* **Job**: Please rewrite the records from the line with "of the grass" through the end of the records, replacing "facing-check tool" with "layout-review tool" and leaving everything else unchanged.

[begin Data to process]

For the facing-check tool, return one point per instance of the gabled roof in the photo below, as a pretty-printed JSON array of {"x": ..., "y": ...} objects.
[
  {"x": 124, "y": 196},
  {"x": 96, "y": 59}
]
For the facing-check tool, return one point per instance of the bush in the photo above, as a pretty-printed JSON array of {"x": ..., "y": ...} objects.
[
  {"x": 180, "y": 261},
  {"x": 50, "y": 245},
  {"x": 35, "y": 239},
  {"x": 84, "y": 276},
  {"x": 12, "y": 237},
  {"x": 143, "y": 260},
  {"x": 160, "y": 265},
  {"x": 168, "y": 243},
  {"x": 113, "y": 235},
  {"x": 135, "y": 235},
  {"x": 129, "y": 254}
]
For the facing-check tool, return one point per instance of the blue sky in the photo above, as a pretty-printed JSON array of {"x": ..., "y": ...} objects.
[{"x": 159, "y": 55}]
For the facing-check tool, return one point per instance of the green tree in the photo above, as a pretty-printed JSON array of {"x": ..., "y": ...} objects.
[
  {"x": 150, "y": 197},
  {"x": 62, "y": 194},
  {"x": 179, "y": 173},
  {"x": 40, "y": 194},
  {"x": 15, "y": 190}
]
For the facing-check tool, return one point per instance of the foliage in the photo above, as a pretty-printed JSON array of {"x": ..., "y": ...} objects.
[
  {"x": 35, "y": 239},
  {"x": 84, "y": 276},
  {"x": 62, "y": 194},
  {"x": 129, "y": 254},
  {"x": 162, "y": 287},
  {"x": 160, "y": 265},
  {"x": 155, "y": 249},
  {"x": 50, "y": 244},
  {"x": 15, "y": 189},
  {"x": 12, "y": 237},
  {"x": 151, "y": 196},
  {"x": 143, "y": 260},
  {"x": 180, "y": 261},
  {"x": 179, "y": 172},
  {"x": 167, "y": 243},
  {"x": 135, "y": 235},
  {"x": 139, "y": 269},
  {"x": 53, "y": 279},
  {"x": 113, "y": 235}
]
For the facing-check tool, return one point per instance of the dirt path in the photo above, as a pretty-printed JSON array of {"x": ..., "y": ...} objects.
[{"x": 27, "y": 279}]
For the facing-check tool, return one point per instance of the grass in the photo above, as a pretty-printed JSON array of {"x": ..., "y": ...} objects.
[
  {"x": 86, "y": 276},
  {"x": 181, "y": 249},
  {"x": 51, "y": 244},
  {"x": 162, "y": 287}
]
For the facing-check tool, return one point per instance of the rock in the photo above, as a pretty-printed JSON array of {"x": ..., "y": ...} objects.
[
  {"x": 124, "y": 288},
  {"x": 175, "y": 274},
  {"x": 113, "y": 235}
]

[end Data to process]

* **Result below**:
For the layout-review tool, return one point per instance of the grass in the photo above, as a pretty-printed JSON array of {"x": ..., "y": ...} objects.
[
  {"x": 86, "y": 276},
  {"x": 181, "y": 249},
  {"x": 51, "y": 244},
  {"x": 162, "y": 287}
]
For the layout-review tool, return one point per instance of the rock in the photo above, as a pretty-printed JSON array of {"x": ..., "y": ...} objects.
[
  {"x": 124, "y": 288},
  {"x": 175, "y": 274},
  {"x": 113, "y": 235}
]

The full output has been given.